- What is expected -
Copy the lines exactly as they appear, starting with the first line of the records and ending with the line that contains "Return the mask of every instance of the boy's".

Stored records
———

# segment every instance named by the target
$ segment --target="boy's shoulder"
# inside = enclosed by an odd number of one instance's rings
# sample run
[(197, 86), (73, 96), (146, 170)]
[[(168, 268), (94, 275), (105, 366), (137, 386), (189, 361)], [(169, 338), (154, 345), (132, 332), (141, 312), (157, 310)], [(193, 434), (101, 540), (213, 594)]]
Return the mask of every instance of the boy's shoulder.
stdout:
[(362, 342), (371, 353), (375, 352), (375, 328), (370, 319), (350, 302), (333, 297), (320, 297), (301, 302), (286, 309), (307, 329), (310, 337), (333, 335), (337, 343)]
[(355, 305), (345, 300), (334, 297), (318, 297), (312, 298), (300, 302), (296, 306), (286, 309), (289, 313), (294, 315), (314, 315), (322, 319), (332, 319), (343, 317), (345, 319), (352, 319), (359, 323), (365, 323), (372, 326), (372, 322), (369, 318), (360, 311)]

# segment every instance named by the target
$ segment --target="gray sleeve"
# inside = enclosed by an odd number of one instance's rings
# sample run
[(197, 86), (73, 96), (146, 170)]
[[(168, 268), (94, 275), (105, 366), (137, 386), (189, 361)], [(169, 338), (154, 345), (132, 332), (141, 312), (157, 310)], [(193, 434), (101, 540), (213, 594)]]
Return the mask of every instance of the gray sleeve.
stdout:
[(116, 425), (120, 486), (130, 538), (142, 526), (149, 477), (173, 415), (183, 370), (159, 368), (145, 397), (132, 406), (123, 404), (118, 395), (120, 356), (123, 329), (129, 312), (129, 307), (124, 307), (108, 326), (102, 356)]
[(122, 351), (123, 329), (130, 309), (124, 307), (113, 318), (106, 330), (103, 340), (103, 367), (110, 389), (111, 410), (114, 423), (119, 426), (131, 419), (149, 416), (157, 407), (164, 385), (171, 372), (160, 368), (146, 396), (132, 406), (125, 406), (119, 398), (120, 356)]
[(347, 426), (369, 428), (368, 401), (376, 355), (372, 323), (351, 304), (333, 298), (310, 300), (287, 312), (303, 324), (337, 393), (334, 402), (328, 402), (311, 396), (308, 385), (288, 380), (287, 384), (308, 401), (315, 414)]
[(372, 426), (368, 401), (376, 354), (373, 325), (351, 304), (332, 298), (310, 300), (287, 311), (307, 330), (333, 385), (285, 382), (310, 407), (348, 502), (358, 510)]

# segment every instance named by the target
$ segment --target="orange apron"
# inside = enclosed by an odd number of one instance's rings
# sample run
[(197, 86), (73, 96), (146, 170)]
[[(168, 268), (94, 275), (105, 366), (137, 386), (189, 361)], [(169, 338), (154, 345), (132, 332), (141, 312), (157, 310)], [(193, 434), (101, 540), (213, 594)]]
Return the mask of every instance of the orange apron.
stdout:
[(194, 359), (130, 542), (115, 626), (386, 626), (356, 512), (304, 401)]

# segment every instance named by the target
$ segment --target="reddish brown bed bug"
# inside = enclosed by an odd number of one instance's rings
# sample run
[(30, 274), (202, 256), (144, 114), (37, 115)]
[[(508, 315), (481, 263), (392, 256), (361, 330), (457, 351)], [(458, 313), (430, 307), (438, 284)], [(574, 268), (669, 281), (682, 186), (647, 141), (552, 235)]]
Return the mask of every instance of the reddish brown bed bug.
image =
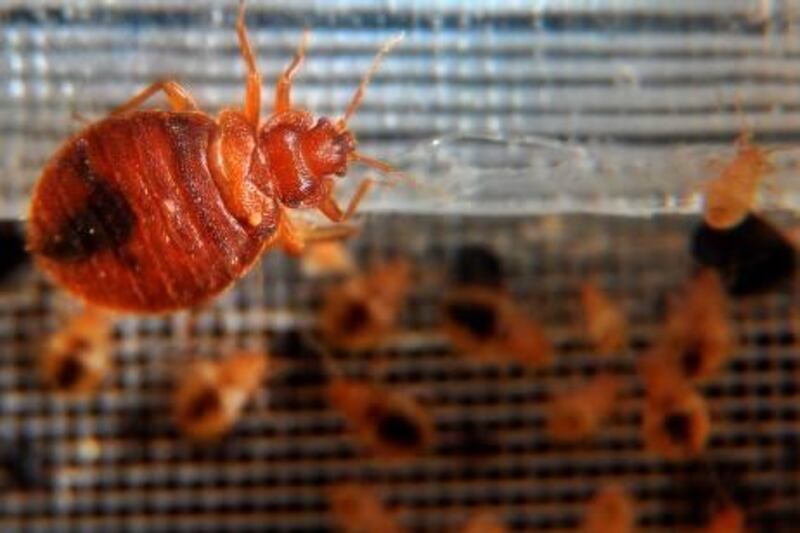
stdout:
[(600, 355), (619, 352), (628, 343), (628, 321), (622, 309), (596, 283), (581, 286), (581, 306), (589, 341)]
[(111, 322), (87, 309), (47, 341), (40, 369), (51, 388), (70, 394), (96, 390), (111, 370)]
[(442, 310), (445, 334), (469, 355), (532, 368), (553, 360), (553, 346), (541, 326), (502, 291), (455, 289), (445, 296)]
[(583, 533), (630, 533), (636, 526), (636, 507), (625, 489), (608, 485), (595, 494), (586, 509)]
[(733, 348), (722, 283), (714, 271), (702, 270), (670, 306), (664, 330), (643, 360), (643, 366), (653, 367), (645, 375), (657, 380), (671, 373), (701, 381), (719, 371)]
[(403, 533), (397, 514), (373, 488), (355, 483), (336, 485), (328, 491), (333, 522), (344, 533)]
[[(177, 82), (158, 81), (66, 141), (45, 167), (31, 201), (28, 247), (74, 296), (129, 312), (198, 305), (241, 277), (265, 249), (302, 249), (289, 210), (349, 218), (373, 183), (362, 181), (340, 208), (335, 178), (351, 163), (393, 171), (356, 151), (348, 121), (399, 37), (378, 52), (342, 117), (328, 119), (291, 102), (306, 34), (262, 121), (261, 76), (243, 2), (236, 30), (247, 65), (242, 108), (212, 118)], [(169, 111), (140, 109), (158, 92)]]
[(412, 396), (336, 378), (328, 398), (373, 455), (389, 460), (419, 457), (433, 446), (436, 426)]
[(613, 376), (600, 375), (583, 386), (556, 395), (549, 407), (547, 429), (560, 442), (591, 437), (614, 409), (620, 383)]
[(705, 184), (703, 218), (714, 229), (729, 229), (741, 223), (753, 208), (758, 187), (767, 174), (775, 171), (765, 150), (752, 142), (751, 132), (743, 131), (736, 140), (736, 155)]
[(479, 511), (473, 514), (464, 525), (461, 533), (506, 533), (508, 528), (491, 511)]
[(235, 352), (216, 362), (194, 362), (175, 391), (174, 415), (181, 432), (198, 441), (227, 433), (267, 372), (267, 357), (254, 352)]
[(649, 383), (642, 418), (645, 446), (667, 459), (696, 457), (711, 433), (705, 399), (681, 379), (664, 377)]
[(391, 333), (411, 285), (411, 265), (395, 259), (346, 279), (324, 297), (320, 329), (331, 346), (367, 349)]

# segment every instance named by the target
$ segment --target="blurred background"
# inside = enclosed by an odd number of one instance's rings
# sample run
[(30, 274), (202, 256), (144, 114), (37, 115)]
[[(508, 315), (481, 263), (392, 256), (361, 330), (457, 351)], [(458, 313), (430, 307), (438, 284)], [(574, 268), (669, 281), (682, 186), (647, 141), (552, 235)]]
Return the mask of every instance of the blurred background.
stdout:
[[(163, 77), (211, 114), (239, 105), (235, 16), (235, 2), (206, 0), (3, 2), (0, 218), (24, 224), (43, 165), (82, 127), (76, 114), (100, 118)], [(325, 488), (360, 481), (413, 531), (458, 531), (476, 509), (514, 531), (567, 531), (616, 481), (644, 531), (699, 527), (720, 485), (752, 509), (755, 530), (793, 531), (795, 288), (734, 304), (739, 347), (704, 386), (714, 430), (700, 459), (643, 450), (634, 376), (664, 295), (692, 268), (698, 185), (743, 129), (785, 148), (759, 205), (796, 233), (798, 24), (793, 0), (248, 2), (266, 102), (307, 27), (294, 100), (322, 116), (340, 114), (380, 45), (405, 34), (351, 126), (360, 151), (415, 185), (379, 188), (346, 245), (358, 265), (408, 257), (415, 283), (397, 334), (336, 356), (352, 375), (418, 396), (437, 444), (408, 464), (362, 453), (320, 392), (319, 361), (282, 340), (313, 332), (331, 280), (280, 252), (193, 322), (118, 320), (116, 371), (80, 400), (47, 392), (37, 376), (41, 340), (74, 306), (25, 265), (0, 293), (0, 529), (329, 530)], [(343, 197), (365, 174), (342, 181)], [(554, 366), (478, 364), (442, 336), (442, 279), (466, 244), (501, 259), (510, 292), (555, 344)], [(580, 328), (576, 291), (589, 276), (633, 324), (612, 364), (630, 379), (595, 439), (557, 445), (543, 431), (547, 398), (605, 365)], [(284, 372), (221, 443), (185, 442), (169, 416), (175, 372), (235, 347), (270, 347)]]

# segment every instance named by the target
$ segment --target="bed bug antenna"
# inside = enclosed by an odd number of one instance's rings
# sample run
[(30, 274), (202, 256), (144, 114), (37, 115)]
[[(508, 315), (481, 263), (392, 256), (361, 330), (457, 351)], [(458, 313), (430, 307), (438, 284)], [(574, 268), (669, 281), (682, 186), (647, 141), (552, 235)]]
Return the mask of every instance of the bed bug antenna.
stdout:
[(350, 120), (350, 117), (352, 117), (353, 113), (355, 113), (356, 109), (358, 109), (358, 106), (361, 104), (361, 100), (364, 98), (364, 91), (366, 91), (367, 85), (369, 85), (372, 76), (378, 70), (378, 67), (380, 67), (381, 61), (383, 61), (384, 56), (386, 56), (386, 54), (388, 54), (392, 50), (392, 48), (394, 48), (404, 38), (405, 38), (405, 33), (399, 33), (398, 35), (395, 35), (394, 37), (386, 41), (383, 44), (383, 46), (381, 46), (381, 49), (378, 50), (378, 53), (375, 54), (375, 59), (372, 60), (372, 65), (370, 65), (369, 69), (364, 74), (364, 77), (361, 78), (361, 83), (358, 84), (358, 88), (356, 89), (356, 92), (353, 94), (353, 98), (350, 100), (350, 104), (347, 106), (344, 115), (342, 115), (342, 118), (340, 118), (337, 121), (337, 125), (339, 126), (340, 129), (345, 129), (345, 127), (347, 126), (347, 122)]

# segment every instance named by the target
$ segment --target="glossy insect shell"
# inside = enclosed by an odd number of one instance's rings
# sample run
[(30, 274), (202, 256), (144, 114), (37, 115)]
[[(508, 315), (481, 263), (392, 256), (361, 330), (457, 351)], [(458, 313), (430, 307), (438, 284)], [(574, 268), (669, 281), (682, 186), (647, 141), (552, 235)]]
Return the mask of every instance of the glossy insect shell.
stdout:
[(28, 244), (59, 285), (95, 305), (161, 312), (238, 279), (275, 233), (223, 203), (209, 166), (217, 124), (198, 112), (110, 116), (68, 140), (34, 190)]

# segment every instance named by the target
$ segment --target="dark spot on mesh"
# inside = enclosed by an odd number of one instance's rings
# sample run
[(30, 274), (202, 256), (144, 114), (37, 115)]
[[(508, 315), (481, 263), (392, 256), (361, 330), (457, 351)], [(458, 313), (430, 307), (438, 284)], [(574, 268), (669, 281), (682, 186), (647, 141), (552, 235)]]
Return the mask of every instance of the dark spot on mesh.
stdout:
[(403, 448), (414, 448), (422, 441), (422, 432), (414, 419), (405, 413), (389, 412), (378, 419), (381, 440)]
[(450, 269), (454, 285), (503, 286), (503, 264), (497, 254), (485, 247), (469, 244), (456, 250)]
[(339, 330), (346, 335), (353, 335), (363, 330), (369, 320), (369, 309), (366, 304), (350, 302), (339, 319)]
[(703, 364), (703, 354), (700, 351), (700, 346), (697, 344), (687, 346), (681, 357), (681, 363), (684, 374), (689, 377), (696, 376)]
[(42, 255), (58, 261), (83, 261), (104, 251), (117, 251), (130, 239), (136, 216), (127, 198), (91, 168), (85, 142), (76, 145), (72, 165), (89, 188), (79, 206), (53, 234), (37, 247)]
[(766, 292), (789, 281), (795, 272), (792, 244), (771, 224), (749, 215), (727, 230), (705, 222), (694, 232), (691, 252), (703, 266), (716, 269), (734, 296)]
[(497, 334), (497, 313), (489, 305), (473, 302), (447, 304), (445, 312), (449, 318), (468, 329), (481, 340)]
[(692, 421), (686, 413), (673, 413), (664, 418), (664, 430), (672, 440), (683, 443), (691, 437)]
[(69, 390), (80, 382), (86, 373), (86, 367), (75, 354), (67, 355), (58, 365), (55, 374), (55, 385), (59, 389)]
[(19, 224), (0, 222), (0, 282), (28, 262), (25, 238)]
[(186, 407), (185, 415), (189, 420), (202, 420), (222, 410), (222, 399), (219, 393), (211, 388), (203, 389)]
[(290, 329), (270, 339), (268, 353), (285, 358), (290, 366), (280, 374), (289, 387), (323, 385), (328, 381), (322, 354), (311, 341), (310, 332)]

———

- Answer space -
# segment every instance named by the target
$ segment --target="boy's shoulder"
# inside = enclosed by an odd number of one instance's rings
# sample run
[(197, 86), (73, 96), (146, 170)]
[[(168, 268), (94, 275), (105, 366), (137, 386), (189, 361)], [(169, 338), (154, 345), (132, 332), (141, 312), (157, 310)], [(193, 434), (101, 540), (213, 594)]]
Return the mask of every instance of the boy's shoulder.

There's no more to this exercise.